## Job A
Answer these questions about the year-end letter on dignity:
(i) To how many people did the team expand this year?
(ii) Who put out the article called Dignity and Development?
(iii) According to the first team member quoted, what does seeing someone treated with dignity mean?
## Job B
Continue the year-end letter on dignity, starting after its last sentence.

## Excerpted passage
Dear IDF Friends & Partners,

As we wind down 2018, we have much to be grateful for as we look back on our year. As you may have noticed, this was a year of growth for us – we expanded our team to eleven! One thing that we have committed ourselves to is to continue to learn and grow together as a team and with you, our friends and partners. We just finished reading and discussing the topic of dignity after reading an important article called Dignity and Development put out by Philanthropy for Social Justice and Peace. Dignity is something most people affirm in the abstract but, as this article describes, it is not so easy to pull off in spite of all of our good intentions. Indeed, there are so many forces in our world that seem to conspire against dignity.  To bring the topic down to earth, I asked our team to put their own words to what this simple yet elusive concept is in very concrete personal terms:

What does it look like to you when someone is treated with dignity?
What does it look like to you when someone is NOT treated with dignity?

To give you a window into what’s on our mind as we close out the year and who all of the amazing people are on our expanding team, I’d love to share with you a few snippets of how all of the voices on our team answered my question:

Seeing someone treated with dignity means you are seeing and experiencing someone as their whole, true self.  Dignity is such a fundamental piece of the human experience that is often assumed to be present or taken for granted, but when it is absent, I feel it is impossible to give focus, energy, effort to much beyond trying to restore that sense of your own humanity and equality.

## Data extract
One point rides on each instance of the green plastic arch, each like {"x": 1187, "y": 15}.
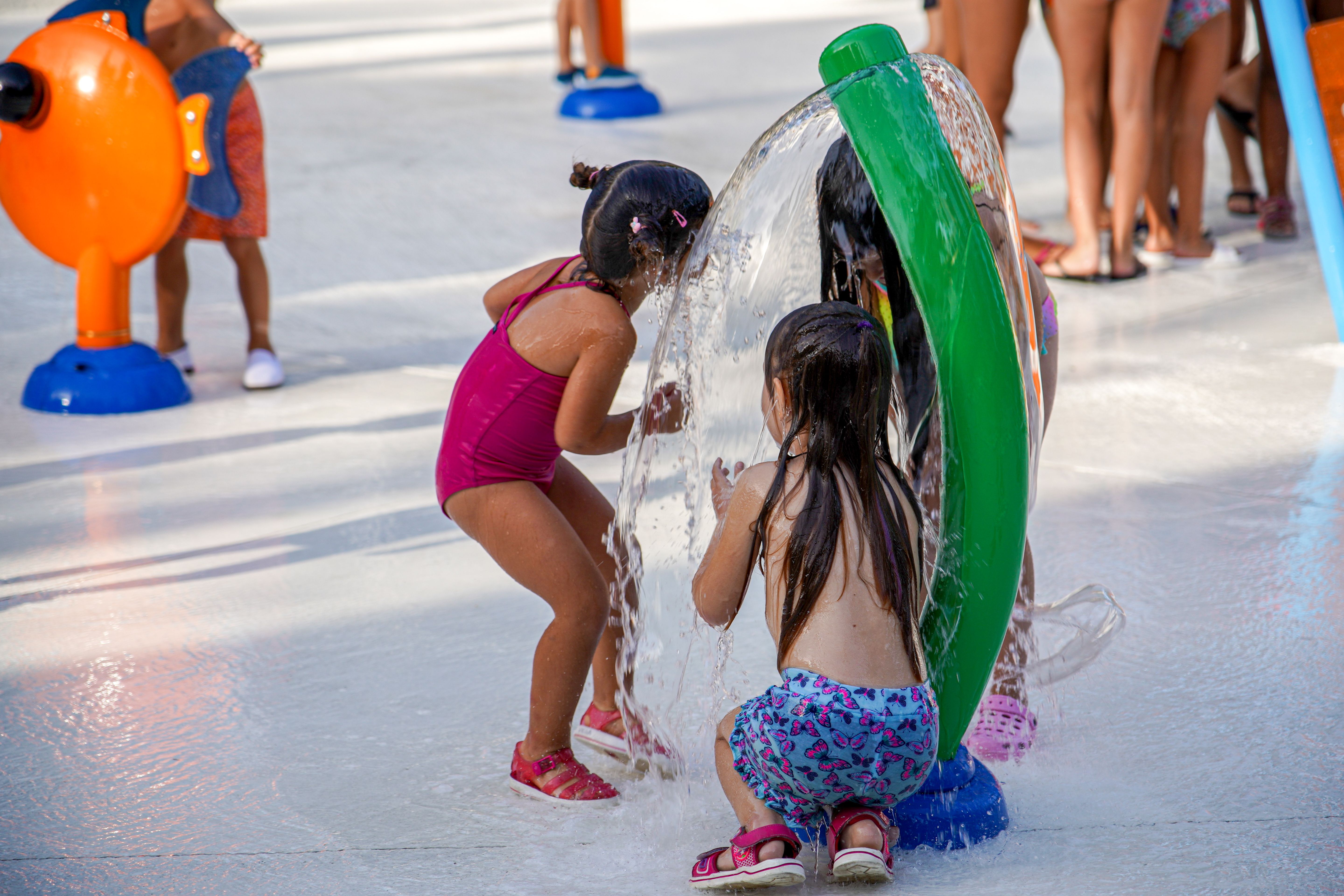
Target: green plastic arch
{"x": 881, "y": 97}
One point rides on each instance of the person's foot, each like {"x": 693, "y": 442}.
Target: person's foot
{"x": 767, "y": 856}
{"x": 1277, "y": 220}
{"x": 558, "y": 778}
{"x": 1242, "y": 202}
{"x": 603, "y": 730}
{"x": 861, "y": 847}
{"x": 1208, "y": 254}
{"x": 182, "y": 358}
{"x": 264, "y": 370}
{"x": 1073, "y": 264}
{"x": 608, "y": 78}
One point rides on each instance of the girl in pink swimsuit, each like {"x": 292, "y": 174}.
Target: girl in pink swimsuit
{"x": 542, "y": 382}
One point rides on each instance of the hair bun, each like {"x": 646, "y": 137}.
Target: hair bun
{"x": 585, "y": 177}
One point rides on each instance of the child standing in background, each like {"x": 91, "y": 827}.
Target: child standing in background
{"x": 853, "y": 729}
{"x": 1190, "y": 70}
{"x": 178, "y": 33}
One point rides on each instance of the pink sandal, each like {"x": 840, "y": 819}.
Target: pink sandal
{"x": 1004, "y": 730}
{"x": 592, "y": 733}
{"x": 859, "y": 864}
{"x": 749, "y": 872}
{"x": 581, "y": 785}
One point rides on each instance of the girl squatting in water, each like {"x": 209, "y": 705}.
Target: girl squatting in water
{"x": 835, "y": 527}
{"x": 542, "y": 382}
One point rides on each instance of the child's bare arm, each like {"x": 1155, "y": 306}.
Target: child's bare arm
{"x": 722, "y": 580}
{"x": 504, "y": 292}
{"x": 206, "y": 15}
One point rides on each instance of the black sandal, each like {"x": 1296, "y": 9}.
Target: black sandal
{"x": 1140, "y": 271}
{"x": 1060, "y": 273}
{"x": 1241, "y": 119}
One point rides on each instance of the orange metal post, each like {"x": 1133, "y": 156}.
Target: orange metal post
{"x": 613, "y": 32}
{"x": 1326, "y": 46}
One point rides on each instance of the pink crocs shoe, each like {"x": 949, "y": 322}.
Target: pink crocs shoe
{"x": 749, "y": 871}
{"x": 1004, "y": 730}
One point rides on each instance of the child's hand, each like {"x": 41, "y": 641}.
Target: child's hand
{"x": 721, "y": 487}
{"x": 248, "y": 46}
{"x": 666, "y": 412}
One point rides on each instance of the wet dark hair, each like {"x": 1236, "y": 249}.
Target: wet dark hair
{"x": 667, "y": 201}
{"x": 853, "y": 225}
{"x": 836, "y": 363}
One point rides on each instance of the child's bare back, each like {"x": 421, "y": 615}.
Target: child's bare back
{"x": 182, "y": 30}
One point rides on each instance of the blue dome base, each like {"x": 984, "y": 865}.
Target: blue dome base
{"x": 611, "y": 103}
{"x": 105, "y": 381}
{"x": 960, "y": 804}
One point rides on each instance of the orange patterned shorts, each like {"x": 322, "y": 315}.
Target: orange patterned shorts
{"x": 248, "y": 170}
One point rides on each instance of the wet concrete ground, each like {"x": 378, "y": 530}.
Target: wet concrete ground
{"x": 241, "y": 652}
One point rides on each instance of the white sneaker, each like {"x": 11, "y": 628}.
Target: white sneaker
{"x": 264, "y": 370}
{"x": 1224, "y": 256}
{"x": 182, "y": 358}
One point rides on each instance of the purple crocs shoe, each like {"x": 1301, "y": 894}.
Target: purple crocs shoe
{"x": 1004, "y": 730}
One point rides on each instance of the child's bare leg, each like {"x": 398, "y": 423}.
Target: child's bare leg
{"x": 255, "y": 288}
{"x": 533, "y": 542}
{"x": 752, "y": 813}
{"x": 1201, "y": 73}
{"x": 1017, "y": 648}
{"x": 565, "y": 26}
{"x": 1162, "y": 234}
{"x": 171, "y": 285}
{"x": 935, "y": 45}
{"x": 591, "y": 515}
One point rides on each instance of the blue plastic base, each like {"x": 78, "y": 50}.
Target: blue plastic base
{"x": 105, "y": 381}
{"x": 960, "y": 804}
{"x": 611, "y": 103}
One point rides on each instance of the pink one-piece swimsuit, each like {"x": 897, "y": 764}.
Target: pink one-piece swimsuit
{"x": 500, "y": 422}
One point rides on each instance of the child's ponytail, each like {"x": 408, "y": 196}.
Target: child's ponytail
{"x": 639, "y": 214}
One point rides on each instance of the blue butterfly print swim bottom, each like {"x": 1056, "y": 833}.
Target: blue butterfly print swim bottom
{"x": 811, "y": 743}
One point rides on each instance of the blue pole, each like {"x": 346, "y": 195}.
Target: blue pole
{"x": 1287, "y": 23}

## Task output A
(i) Eleven.
(ii) Philanthropy for Social Justice and Peace.
(iii) Seeing and experiencing someone as their whole, true self.

## Task output B
Dignity requires that we acknowledge our common humanity and also individual agency over our lives. I can recall many instances where development work in the Global South does not consider the dignity of those they serve — where individuals and communities are treated as passive beneficiaries, props, or as problems to be fixed. Bringing dignity to development requires that we embrace communities as the de facto experts on the problems they face, and engage local leaders as the people most capable of solving them.  

Dignity is seeing another person as a human–beyond the categories and labels that have been instilled upon us that highlight our “differences”. I think when you truly hold dignity as a value, you make an attempt to see a person for who they are, and in that, you create solidarity that cuts across any system or practice that has been set to divide us. 

Based on my experience in humanitarian aid and development contexts, I most relate dignity with power dynamics in relationships.  One sentence in the article stands out in particular, “It is not for people with power to decide what people with no power need.”  Power, voice, control, and choice are key to how we relate with one another.  In other words, dignity is being dignified in how we treat each other.  Treating someone with dignity requires us to recognize her or his worthiness simply for being human.  Dignity requires trust.  When we fail to treat others with dignity we fail to allow people to be their whole selves, making us undignified.

Treating someone with dignity shows them that you value who they are. It is looking beyond their “cover” and seeing the inside – their heart – and recognizing the unique talents and gifts that God has given them. It is taking the time to think about their purpose here and how can you play a role in encouraging and supporting them to reach their potential. When we let this abstract concept of dignity fall by the wayside, we set our relationships, programs and world up for failure. Being dignified and treating others with dignity lifts all of humanity. 

Dignity is as fundamental as life and liberty.  With it, we cherish our fellow human beings; without it, we risk losing a part of our humanity.  Whereas philanthropy means love of humanity, when we truly love another, we will seek to honor their dignity.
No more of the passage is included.